## Da fare
Scrivi il seguito dell'annuncio riportato più sotto sulla proiezione a Ivrea del film sulla sanità pubblica, cominciando subito dopo la sua ultima frase.

___ Testo fornito

C’era una volta in Italia. A Ivrea film sulla situazione della sanità pubblica in Italia.

Dopo aver girato le principali città italiane in dicembre, arriva a Ivrea il 7 febbraio il film inchiesta “C’era una volta in Italia” di Michele Greco e Mirko Melchiorre, già autori di PIIGS. Una denuncia sulle condizioni della sanità pubblica e sugli attacchi al diritto universale alla cura e alla salute. Con gli interventi di Ken Loach, Roger Waters, Vittorio Agnoletto, Gino Strada. Sarà presente in sala il regista Greco.

L’associazione Nuovi Equilibri Sociali con Nuova Direzione e Unione Popolare Ivrea, propongono solo ed esclusivamente per il giorno 7 febbraio 2023 alle 20.30 al cinema Politeama di Ivrea, la proiezione del film inchiesta

C’era una volta in Italia – Giacarta sta arrivando

Per la regia di Federico Greco e Mirko Melchiorre (già registi e produttori del film documentario PIIGS del 2017 di critica alle politiche di austerity dell’Europa realizzato con il crowdfunding con Noam Chomsky, Yanis Varoufakis ed Erri De Luca).

______
___ Informazioni fornite

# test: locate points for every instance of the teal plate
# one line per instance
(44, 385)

______

## Risultato
C’era una volta in Italia è di nuovo un film denuncia con gli interventi di Roger Waters, Ken Loach, Gino Strada, Jean Ziegler, Vittorio Agnoletto, Michele Caligiuri, Adriano Cattaneo, Ivan Cavicchi e con la voce narrante di Peppino Mazzotta.

A introdurre e seguire interverranno in sala con il regista Federico Greco, il segretario Nursind Torino Giuseppe Summa e il giornalista Andrea Scutellà de La Sentinella del Canavese, con il contributo dei delegati dei gruppi organizzatori.

Uscito nelle sale il 5 dicembre 2022 (durata 1h 42 min – Distribuito da Fil Rouge Media), il film sta girando l’Italia riempiendo le sale di piccoli centri e città. Il prezzo del biglietto è di 6,00 euro.

 

 

La trama

Cariati, uno sperduto paesino della Calabria affacciato sullo Jonio.

La sanità pubblica è ridotta al lumicino da decenni di tagli al bilancio e privatizzazioni. Con il Piano di rientro è stato chiuso anche l’ultimo ospedale della zona: uno dei 18 ospedali cancellati nel giro di una notte in tutta la Calabria.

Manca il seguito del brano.